--- Exercise inputs ---
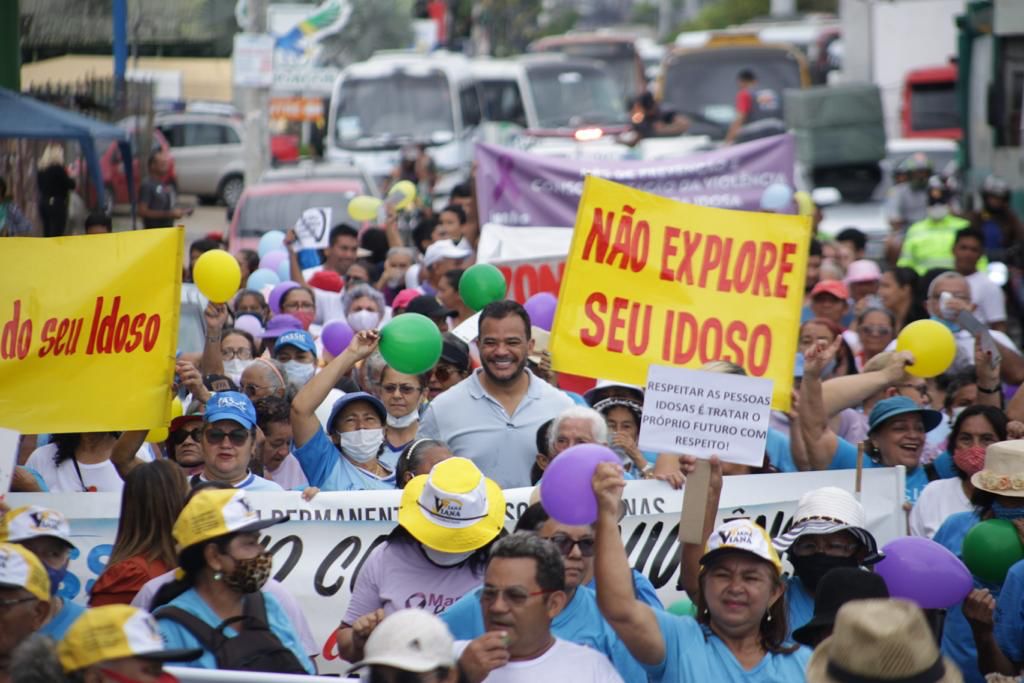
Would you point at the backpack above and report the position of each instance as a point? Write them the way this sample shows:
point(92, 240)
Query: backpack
point(255, 648)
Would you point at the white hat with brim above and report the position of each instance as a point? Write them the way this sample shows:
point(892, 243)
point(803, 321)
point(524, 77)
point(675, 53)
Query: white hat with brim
point(881, 640)
point(1004, 471)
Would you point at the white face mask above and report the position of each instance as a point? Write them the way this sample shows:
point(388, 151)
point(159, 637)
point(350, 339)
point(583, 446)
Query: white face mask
point(445, 559)
point(403, 421)
point(299, 373)
point(233, 369)
point(363, 444)
point(364, 319)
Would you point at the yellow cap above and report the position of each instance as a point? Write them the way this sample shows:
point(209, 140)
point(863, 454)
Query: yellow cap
point(115, 632)
point(20, 568)
point(217, 512)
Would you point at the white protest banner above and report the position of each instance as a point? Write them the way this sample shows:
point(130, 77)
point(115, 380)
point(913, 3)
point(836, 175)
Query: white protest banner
point(318, 554)
point(701, 414)
point(312, 229)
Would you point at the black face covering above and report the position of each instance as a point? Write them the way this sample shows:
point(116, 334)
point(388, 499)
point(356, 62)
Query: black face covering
point(811, 568)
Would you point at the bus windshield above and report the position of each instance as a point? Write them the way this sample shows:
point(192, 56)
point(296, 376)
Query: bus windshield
point(571, 96)
point(701, 84)
point(393, 110)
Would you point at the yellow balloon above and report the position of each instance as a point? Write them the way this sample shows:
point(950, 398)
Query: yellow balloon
point(364, 207)
point(805, 205)
point(158, 435)
point(404, 189)
point(217, 275)
point(933, 346)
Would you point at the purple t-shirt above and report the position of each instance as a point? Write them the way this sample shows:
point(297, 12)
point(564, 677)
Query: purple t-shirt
point(398, 575)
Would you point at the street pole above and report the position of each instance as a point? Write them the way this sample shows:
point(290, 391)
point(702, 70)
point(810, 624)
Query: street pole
point(255, 101)
point(10, 45)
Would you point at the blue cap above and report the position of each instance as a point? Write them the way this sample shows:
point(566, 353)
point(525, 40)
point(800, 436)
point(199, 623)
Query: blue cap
point(340, 404)
point(890, 408)
point(230, 406)
point(300, 339)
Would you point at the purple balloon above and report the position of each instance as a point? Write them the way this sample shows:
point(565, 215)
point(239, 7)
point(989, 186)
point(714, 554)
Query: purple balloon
point(278, 292)
point(336, 336)
point(566, 492)
point(541, 307)
point(921, 570)
point(272, 260)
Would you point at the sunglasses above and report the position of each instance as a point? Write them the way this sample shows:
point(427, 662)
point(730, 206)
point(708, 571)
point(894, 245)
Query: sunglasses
point(178, 437)
point(564, 545)
point(216, 436)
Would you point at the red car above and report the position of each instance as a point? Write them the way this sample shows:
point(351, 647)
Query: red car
point(113, 169)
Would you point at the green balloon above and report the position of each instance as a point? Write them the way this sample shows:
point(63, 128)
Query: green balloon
point(480, 285)
point(990, 548)
point(411, 343)
point(684, 607)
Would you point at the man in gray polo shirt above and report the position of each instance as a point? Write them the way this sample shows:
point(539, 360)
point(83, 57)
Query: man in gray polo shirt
point(492, 417)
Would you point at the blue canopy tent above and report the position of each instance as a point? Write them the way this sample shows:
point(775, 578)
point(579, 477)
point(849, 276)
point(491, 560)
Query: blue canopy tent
point(25, 117)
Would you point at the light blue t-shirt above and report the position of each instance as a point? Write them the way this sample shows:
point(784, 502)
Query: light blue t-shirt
point(799, 604)
point(693, 653)
point(1010, 614)
point(642, 587)
point(176, 636)
point(581, 622)
point(476, 426)
point(327, 469)
point(845, 458)
point(957, 639)
point(57, 627)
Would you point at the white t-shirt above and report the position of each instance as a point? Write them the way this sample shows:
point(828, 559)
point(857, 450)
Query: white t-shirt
point(563, 662)
point(939, 500)
point(990, 302)
point(65, 478)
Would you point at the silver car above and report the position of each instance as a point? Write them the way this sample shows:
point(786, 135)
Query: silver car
point(208, 154)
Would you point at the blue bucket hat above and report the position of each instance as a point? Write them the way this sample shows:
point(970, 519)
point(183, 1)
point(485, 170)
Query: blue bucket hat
point(890, 408)
point(340, 404)
point(300, 339)
point(230, 406)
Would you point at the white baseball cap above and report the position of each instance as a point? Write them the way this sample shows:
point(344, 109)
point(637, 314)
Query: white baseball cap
point(411, 640)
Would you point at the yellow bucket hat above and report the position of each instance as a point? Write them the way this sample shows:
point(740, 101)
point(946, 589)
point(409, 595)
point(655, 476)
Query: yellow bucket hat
point(217, 512)
point(20, 568)
point(116, 632)
point(455, 509)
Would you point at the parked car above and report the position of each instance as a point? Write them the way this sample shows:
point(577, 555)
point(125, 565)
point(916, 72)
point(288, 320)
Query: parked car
point(209, 154)
point(275, 206)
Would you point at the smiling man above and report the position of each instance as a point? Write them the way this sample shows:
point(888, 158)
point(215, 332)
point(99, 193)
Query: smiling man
point(492, 417)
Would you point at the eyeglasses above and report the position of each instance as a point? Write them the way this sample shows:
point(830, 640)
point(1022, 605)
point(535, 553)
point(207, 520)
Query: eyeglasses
point(178, 437)
point(920, 388)
point(4, 604)
point(513, 596)
point(299, 305)
point(216, 436)
point(808, 547)
point(406, 389)
point(564, 544)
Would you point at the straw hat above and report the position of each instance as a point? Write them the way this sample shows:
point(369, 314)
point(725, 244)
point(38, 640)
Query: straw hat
point(1004, 471)
point(881, 640)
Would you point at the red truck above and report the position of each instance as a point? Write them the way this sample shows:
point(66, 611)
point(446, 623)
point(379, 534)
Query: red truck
point(929, 103)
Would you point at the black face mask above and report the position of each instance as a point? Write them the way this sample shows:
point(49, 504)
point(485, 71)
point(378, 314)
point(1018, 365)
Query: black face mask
point(811, 568)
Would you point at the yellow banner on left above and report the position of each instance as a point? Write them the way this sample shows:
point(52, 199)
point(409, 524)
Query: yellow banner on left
point(88, 331)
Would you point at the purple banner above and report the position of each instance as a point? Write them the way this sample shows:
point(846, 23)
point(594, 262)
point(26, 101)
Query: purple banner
point(520, 188)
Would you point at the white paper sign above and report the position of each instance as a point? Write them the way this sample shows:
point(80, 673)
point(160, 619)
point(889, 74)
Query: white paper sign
point(701, 414)
point(8, 458)
point(312, 229)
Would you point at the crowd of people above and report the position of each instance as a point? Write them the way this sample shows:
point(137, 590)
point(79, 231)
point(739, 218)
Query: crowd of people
point(267, 408)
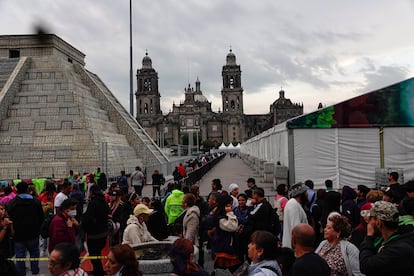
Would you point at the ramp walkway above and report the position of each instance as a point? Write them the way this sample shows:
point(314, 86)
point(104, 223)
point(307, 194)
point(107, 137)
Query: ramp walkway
point(229, 170)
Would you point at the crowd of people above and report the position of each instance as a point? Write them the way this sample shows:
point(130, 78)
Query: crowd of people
point(301, 231)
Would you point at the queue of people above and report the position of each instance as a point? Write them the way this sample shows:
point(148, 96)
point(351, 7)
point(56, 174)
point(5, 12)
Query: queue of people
point(351, 232)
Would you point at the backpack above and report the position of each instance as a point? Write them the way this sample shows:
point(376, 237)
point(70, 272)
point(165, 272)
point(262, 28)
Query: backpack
point(275, 223)
point(44, 228)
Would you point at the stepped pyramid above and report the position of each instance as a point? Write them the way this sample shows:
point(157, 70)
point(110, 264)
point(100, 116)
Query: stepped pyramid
point(55, 115)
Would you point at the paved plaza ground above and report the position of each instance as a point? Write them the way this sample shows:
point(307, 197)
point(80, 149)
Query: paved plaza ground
point(229, 170)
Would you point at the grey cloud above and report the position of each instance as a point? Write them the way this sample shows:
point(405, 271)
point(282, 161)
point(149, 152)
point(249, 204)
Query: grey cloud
point(379, 76)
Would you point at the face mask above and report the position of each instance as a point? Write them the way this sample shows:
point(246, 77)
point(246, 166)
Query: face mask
point(119, 272)
point(72, 213)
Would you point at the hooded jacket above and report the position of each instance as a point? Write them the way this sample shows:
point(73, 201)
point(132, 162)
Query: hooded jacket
point(173, 205)
point(191, 224)
point(136, 233)
point(394, 257)
point(349, 206)
point(260, 268)
point(27, 215)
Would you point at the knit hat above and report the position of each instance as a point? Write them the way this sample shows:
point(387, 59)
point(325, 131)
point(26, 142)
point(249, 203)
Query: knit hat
point(142, 209)
point(365, 209)
point(385, 211)
point(298, 189)
point(232, 187)
point(116, 193)
point(364, 189)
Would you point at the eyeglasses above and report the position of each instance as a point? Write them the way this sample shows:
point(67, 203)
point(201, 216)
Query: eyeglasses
point(131, 196)
point(54, 263)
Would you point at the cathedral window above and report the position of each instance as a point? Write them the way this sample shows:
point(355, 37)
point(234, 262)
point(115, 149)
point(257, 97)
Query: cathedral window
point(147, 85)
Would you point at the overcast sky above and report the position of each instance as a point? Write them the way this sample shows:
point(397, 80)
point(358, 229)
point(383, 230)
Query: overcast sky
point(318, 51)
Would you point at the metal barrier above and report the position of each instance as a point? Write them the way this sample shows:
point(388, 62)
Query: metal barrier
point(196, 175)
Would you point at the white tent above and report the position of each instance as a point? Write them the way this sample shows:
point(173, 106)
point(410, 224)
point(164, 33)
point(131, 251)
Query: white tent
point(348, 142)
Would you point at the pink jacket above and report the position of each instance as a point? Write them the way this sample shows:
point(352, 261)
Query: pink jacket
point(60, 232)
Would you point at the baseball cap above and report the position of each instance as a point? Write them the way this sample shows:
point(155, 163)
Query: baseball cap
point(232, 187)
point(394, 175)
point(365, 209)
point(408, 186)
point(115, 193)
point(385, 211)
point(297, 189)
point(142, 209)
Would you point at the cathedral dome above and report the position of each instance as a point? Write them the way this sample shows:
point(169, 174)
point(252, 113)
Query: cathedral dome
point(146, 62)
point(200, 98)
point(231, 58)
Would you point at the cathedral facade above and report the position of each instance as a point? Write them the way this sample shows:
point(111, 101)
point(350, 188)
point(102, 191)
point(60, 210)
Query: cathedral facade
point(194, 122)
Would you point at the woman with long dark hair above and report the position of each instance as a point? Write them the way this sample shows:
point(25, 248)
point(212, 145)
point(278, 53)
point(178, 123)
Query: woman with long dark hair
point(122, 261)
point(181, 256)
point(263, 253)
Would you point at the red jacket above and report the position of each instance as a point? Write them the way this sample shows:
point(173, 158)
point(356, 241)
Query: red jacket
point(60, 232)
point(182, 171)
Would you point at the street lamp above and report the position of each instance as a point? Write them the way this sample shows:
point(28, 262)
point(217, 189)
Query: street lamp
point(131, 86)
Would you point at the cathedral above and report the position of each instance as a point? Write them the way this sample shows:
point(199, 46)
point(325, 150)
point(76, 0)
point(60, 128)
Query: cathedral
point(193, 122)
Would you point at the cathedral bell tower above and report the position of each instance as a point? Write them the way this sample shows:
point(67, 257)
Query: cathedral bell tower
point(232, 98)
point(147, 96)
point(232, 92)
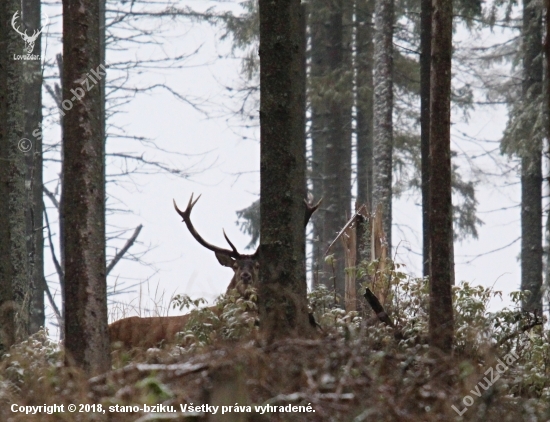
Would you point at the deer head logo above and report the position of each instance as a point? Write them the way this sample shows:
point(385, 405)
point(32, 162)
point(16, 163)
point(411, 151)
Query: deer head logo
point(29, 40)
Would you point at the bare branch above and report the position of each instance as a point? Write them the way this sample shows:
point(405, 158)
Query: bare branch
point(127, 246)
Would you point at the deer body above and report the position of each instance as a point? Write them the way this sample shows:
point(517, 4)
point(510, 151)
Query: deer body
point(150, 331)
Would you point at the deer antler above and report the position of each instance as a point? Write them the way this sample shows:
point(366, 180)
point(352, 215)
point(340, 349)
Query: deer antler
point(186, 215)
point(15, 16)
point(310, 209)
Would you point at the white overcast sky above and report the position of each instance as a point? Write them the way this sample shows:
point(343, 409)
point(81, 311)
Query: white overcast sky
point(230, 179)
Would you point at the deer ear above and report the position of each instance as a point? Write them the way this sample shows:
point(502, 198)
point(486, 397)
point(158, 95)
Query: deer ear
point(225, 260)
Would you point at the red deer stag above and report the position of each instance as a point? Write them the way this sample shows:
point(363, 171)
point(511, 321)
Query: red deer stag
point(150, 331)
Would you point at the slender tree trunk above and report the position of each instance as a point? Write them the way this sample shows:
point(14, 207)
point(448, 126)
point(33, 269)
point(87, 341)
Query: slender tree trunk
point(33, 131)
point(531, 162)
point(364, 47)
point(425, 64)
point(337, 195)
point(441, 222)
point(86, 340)
point(282, 295)
point(13, 268)
point(319, 132)
point(383, 109)
point(547, 106)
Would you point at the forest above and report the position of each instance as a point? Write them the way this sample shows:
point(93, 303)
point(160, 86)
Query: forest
point(343, 160)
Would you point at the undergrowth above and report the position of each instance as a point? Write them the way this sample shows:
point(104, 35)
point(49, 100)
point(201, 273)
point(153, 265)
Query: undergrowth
point(354, 368)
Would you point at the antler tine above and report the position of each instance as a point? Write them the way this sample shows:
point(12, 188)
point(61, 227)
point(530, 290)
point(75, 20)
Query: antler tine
point(310, 209)
point(15, 16)
point(186, 215)
point(230, 244)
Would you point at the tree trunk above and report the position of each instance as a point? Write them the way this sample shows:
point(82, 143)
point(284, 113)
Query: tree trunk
point(364, 47)
point(282, 295)
point(14, 260)
point(441, 222)
point(364, 88)
point(12, 175)
point(547, 106)
point(531, 163)
point(319, 132)
point(337, 195)
point(33, 131)
point(383, 109)
point(425, 64)
point(86, 340)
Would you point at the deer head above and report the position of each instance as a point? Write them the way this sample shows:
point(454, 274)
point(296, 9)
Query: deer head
point(29, 40)
point(246, 267)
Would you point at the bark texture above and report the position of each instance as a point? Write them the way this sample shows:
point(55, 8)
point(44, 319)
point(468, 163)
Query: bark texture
point(425, 64)
point(15, 292)
point(365, 48)
point(319, 132)
point(441, 224)
point(282, 295)
point(383, 109)
point(32, 91)
point(86, 339)
point(337, 172)
point(531, 162)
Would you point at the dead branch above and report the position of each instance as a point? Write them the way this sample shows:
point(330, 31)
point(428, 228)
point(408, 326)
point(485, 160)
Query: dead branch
point(127, 246)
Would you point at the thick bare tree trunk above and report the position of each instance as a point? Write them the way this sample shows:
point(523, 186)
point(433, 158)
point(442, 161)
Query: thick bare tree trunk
point(441, 222)
point(86, 339)
point(383, 109)
point(33, 131)
point(282, 295)
point(531, 162)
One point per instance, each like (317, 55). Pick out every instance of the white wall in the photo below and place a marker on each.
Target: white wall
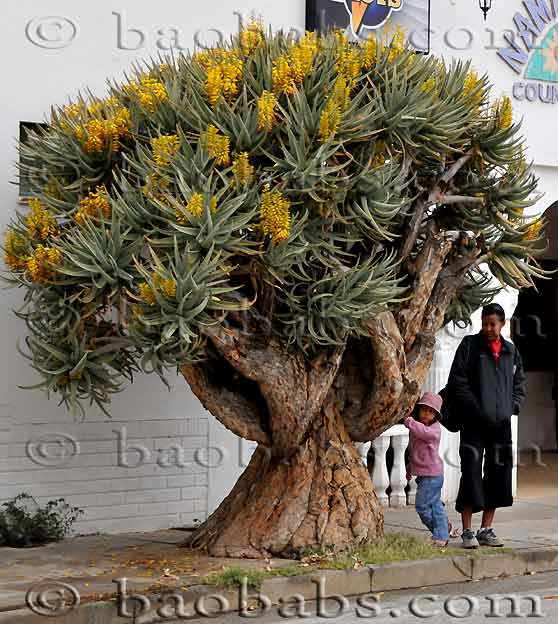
(151, 495)
(115, 497)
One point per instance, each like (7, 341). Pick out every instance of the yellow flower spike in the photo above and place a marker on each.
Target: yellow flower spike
(149, 92)
(40, 223)
(329, 121)
(95, 136)
(41, 265)
(291, 69)
(267, 105)
(349, 64)
(146, 293)
(214, 84)
(282, 74)
(534, 230)
(15, 251)
(164, 148)
(369, 53)
(470, 84)
(243, 171)
(503, 111)
(275, 216)
(218, 145)
(118, 127)
(251, 37)
(168, 288)
(336, 103)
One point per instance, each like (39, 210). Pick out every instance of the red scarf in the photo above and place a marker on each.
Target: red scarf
(496, 348)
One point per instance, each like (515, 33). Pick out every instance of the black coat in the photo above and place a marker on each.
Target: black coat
(483, 389)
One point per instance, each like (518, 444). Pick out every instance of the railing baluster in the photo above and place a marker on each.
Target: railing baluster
(380, 476)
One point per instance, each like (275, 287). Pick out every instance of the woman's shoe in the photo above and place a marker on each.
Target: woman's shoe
(451, 531)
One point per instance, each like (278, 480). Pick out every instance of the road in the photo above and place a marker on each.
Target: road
(472, 602)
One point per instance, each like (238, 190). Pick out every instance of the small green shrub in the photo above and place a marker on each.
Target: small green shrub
(24, 523)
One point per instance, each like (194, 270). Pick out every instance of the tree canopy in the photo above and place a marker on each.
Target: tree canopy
(285, 190)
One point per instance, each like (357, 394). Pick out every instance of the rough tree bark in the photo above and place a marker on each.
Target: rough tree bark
(306, 485)
(319, 496)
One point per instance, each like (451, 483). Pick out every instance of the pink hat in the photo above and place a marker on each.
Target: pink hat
(431, 400)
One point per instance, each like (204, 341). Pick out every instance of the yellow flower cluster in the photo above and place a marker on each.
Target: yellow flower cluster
(224, 73)
(195, 207)
(369, 53)
(275, 215)
(93, 205)
(251, 37)
(218, 145)
(470, 84)
(534, 230)
(329, 120)
(118, 127)
(336, 103)
(243, 171)
(164, 148)
(96, 133)
(40, 265)
(267, 105)
(147, 293)
(149, 92)
(503, 111)
(15, 255)
(165, 286)
(349, 64)
(40, 223)
(291, 69)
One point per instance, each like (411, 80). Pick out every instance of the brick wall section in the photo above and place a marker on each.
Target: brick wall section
(155, 477)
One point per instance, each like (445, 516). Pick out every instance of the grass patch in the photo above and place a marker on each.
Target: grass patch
(394, 547)
(391, 548)
(231, 578)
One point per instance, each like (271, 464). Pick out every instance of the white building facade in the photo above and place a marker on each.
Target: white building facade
(162, 460)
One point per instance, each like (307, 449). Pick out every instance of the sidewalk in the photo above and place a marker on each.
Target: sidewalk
(152, 562)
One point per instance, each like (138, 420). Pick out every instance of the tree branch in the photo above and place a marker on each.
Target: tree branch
(280, 374)
(234, 411)
(428, 265)
(458, 199)
(424, 204)
(381, 401)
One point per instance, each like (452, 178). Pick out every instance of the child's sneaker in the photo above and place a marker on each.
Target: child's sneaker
(469, 539)
(487, 537)
(452, 532)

--- Work instruction ---
Could you restate word for word the lines above from the one containing "point(810, 624)" through the one containing "point(199, 623)", both included, and nothing else?

--- Answer to this task ---
point(810, 624)
Query: street pole
point(255, 101)
point(10, 45)
Would you point at the blue cap above and report the position of each instance as a point? Write them the way this sample shows:
point(566, 353)
point(525, 40)
point(800, 436)
point(199, 623)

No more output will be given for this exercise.